▸ **YOUR TASK**: Pick out every line of the records below that contains the string "points", matching case exactly, and copy each one.

▸ **MATERIAL SHOWN**:
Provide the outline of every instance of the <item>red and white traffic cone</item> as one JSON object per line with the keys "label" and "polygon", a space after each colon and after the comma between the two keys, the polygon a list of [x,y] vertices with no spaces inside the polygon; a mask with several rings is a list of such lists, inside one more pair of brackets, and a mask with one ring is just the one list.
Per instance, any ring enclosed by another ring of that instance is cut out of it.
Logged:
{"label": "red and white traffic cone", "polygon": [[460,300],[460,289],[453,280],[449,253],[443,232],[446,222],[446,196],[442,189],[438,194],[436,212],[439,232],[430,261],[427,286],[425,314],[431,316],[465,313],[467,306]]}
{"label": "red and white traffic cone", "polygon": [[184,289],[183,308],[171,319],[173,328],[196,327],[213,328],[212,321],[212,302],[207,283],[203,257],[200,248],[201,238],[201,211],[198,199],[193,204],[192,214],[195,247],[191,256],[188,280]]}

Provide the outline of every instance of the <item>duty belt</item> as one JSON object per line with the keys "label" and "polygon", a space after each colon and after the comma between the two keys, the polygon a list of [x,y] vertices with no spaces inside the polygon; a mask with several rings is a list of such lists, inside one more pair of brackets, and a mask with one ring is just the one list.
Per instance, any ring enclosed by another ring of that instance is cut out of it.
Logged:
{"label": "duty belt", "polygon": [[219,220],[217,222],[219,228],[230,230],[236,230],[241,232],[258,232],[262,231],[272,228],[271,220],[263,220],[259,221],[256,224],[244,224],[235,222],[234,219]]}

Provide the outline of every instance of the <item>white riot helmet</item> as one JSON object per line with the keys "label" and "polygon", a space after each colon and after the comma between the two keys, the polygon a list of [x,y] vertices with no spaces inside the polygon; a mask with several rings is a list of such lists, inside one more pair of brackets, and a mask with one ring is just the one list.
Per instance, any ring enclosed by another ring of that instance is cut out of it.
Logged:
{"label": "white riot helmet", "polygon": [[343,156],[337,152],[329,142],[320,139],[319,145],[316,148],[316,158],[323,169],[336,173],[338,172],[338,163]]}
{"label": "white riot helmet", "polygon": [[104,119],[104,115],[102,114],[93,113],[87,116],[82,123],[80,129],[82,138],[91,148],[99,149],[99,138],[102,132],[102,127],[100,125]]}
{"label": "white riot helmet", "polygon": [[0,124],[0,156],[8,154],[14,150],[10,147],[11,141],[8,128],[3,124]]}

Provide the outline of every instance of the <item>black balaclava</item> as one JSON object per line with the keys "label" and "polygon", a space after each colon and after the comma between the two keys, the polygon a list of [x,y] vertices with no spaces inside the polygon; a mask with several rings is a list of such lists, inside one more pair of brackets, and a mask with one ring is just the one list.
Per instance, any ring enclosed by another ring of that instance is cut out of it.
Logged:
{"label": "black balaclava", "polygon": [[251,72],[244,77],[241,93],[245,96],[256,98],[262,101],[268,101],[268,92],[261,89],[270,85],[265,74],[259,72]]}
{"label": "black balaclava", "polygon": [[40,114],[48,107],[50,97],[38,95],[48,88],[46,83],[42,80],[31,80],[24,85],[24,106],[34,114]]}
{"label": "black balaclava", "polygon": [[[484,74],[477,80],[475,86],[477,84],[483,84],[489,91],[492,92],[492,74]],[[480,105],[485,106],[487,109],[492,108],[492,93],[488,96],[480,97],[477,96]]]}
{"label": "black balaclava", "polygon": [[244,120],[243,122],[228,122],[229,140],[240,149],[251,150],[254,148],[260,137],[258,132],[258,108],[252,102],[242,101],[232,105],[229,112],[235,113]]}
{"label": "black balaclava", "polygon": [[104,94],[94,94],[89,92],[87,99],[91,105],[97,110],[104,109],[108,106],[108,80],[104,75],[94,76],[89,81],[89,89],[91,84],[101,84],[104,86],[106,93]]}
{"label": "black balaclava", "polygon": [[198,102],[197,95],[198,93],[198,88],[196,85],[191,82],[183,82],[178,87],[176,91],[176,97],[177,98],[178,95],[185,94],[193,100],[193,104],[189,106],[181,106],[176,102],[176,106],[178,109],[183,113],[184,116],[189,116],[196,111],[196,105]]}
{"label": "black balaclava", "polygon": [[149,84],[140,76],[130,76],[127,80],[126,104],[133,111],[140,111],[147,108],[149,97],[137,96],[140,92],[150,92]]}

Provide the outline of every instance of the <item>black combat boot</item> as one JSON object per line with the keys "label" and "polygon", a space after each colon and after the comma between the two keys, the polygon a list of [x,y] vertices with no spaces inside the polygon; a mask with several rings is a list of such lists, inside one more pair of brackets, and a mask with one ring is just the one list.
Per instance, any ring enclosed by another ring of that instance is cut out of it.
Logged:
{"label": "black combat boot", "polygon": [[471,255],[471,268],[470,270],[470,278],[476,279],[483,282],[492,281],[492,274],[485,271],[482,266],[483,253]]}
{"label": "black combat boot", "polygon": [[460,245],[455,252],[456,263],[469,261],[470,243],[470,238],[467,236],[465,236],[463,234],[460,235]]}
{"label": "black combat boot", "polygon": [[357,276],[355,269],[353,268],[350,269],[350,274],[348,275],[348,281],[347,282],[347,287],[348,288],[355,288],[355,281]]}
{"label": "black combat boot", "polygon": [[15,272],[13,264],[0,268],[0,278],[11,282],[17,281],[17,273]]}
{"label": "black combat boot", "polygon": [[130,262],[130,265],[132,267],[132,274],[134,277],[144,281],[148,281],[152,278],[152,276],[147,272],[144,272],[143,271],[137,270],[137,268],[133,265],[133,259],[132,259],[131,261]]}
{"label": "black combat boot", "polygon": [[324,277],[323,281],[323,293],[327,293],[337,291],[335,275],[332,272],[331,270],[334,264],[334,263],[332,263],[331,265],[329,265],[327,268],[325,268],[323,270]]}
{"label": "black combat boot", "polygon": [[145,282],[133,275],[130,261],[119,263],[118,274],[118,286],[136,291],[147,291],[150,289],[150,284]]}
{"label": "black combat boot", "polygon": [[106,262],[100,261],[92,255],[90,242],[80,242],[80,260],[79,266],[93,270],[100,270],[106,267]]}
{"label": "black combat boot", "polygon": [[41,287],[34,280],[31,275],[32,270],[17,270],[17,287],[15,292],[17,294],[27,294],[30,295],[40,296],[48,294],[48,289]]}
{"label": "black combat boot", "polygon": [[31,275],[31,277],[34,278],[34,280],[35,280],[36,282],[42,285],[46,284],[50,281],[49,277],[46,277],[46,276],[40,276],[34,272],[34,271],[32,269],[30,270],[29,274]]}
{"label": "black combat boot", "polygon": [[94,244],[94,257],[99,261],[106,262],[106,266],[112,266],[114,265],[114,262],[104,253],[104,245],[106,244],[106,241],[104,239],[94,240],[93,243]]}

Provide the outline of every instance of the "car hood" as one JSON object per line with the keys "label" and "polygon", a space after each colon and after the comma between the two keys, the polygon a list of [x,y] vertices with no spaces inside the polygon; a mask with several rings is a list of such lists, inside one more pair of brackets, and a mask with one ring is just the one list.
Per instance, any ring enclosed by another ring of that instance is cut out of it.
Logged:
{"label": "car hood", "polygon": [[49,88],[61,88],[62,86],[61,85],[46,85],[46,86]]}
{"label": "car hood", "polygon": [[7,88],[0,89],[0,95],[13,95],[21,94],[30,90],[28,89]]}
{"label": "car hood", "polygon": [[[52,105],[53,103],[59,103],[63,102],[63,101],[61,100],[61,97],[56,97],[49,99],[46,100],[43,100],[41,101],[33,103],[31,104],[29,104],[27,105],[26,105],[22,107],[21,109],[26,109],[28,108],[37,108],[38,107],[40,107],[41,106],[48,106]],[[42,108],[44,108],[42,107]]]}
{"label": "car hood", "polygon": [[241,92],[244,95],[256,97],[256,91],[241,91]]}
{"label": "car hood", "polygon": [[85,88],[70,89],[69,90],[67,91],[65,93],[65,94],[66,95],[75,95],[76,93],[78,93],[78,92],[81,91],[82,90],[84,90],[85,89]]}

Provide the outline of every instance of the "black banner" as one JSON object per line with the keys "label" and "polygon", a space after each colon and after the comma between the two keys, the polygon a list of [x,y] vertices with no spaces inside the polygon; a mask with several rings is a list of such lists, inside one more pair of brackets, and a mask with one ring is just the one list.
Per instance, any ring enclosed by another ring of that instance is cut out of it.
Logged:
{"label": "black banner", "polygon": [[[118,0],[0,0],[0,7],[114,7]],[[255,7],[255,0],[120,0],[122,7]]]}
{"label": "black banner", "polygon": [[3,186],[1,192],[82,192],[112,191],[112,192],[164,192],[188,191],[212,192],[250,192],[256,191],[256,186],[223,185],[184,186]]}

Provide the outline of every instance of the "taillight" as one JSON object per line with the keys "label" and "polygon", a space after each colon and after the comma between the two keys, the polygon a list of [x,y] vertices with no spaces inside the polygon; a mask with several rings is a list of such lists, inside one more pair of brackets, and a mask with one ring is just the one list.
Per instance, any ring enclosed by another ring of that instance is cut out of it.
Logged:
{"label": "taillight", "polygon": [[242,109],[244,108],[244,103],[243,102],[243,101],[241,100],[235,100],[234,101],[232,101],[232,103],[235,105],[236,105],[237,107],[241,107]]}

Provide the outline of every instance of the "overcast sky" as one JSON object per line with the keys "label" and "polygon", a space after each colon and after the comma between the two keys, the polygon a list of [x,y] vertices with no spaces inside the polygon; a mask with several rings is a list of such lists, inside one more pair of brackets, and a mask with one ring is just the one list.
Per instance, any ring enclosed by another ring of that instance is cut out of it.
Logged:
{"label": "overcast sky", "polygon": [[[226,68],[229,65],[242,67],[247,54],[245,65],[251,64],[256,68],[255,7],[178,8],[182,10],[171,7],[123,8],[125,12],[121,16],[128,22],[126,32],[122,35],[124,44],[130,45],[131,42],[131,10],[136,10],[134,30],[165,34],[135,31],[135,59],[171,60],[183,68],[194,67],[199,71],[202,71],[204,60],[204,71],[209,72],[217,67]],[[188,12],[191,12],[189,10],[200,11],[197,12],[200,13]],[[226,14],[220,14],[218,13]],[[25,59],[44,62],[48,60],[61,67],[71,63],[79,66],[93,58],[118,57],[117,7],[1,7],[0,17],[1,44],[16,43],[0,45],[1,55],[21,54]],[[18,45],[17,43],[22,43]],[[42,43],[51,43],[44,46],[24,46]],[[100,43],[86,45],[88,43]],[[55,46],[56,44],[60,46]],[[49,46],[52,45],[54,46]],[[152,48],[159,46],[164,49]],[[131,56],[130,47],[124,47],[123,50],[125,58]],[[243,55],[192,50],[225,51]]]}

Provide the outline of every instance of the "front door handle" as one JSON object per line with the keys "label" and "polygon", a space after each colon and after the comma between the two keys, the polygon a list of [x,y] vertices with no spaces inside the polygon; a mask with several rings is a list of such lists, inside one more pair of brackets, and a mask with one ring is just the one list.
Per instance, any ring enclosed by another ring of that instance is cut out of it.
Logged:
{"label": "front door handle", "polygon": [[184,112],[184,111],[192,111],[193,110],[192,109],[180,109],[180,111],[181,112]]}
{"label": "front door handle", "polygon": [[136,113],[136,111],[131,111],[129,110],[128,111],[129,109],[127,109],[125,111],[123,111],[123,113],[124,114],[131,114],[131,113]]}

==

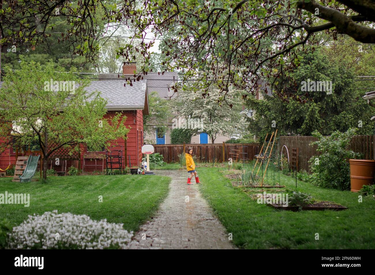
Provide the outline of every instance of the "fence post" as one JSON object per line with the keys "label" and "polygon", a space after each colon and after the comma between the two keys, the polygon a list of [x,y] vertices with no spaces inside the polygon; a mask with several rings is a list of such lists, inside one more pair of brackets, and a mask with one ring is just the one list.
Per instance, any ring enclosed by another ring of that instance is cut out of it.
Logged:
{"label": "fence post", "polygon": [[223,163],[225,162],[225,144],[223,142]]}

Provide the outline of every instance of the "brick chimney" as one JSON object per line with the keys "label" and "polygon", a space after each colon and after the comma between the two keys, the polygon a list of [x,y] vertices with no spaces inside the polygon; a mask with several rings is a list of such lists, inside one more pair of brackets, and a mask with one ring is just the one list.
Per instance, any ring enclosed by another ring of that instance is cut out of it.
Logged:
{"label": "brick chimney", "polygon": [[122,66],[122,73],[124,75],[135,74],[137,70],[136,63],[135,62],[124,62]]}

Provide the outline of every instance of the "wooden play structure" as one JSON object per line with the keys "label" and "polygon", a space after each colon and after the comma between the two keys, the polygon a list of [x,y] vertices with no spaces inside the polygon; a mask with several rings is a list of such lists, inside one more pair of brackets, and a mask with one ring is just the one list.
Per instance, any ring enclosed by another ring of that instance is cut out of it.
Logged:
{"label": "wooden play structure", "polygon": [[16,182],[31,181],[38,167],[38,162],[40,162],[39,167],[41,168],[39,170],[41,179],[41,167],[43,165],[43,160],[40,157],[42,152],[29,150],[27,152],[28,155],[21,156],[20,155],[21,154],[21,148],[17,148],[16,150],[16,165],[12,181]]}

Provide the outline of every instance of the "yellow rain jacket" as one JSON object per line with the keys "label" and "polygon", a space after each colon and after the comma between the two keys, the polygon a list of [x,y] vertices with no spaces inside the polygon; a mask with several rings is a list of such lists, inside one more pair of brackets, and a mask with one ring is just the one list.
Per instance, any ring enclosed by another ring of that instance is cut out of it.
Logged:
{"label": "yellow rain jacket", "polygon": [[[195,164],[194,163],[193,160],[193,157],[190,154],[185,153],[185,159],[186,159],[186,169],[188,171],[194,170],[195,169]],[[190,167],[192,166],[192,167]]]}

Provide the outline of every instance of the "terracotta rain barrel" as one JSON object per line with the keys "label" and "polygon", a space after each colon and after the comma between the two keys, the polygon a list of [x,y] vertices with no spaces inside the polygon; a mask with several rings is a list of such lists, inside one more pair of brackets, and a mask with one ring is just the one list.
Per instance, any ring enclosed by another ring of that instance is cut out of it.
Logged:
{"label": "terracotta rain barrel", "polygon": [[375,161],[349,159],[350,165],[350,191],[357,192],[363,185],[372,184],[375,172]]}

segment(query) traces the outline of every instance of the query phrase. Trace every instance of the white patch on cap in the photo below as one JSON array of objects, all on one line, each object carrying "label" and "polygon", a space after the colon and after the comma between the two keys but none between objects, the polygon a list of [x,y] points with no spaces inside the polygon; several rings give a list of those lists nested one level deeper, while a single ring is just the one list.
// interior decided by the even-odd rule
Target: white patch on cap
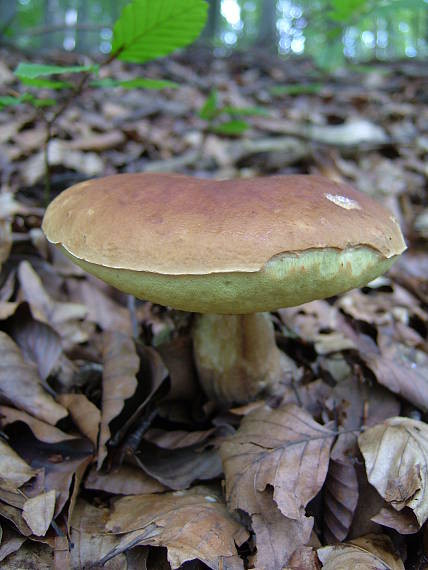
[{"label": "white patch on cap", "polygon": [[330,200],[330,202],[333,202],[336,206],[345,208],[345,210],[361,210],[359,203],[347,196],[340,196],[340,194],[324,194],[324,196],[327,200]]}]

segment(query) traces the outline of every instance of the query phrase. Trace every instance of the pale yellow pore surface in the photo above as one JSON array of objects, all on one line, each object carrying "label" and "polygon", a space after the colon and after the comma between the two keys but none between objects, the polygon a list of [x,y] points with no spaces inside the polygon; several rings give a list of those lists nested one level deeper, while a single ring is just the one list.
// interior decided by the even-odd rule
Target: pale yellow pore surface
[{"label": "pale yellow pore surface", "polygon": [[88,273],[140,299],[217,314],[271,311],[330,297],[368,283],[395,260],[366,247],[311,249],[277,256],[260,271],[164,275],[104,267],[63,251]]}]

==

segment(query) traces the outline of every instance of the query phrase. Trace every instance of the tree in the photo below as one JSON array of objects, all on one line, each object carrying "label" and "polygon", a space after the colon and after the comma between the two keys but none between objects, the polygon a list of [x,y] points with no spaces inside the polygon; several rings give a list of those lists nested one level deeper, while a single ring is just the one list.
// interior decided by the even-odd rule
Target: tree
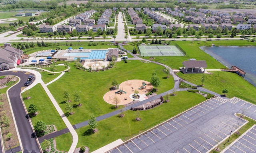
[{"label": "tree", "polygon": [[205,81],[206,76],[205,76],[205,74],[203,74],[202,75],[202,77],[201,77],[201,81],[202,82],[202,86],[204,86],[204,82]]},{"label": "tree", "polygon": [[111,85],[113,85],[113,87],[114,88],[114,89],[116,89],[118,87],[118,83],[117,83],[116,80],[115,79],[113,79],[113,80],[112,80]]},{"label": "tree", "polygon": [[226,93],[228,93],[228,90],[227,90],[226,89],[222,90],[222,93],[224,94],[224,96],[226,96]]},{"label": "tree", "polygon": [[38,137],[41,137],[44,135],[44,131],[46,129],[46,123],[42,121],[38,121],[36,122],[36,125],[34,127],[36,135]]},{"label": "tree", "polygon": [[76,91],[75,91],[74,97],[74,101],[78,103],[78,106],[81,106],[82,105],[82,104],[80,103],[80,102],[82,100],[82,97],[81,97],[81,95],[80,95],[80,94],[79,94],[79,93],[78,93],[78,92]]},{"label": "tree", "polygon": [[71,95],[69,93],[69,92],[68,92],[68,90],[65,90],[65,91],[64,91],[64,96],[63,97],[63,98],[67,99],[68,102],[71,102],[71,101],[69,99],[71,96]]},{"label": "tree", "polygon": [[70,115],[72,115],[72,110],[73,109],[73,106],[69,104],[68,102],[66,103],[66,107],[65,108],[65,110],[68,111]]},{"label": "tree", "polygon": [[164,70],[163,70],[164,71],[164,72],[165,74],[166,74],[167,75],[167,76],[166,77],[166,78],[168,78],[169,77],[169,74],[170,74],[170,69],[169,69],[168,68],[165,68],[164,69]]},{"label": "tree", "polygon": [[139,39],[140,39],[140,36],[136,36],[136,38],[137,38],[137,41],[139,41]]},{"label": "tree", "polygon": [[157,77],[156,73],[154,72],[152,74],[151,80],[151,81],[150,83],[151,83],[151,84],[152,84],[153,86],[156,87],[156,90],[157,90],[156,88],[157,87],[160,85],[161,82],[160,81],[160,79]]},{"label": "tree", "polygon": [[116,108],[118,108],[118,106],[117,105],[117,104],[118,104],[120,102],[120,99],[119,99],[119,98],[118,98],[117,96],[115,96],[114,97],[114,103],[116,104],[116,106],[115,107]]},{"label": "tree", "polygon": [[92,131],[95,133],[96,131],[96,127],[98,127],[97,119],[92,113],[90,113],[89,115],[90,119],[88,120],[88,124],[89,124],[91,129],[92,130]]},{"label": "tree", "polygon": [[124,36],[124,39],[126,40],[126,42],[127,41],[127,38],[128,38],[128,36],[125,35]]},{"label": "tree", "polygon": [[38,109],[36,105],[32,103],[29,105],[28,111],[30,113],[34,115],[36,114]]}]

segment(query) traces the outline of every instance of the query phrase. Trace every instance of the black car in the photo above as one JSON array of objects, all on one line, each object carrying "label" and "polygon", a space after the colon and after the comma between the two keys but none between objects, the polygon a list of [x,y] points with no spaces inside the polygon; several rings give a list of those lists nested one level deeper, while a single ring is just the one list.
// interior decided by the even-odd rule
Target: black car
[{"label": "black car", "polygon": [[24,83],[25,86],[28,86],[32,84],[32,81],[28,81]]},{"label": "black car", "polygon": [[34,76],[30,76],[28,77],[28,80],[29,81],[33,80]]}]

▸ **TASK SOLUTION**:
segment(query) traces the outline of every instance of the query phrase. Trace every instance of the white patch on cap in the photo below as one JSON array of objects, all on one line, each object carrying "label" and "polygon", a space after the colon and after the comma between the two keys but none between objects, the polygon a list of [x,y] points with no spaces inside the polygon; several rings give a list of those lists nested one level deeper, while a single ring is just the one list.
segment(query) traces the outline of every instance of the query phrase. Trace every instance of the pale yellow pore surface in the photo above as one JSON array of objects, all on one line, each object carrying "label" and "polygon", a space after the colon and after the comma between the two keys but none between objects, the polygon a list of [x,y] points with no spaces inside the polygon; several rings give a list of those lists nested one level deeper, while a single ring is just the one list.
segment(query) traces the outline of every instance of the query phrase. Trace every instance of the tree in the photo below as one JSON array of objects, all on one line, each object carrying "label" and "polygon", a space after the colon and after the comma between the two keys but none between objects, the polygon a list of [x,y] points with no spaces inside the polygon; several rings give a list of those lists nested one level deeper, while a single ring is just the one list.
segment(query) traces the outline of every instance of the query phrase. Trace every instance of the black car in the photo above as one JSON array of objects, all on one line, each object carrying "label" and "polygon", a space after the colon and after the comma between the two keys but none between objects, the polygon a list of [x,y] points with no spaces inside the polygon; several rings give a list of those lists nested one level deeper, while a single ring is just the one list.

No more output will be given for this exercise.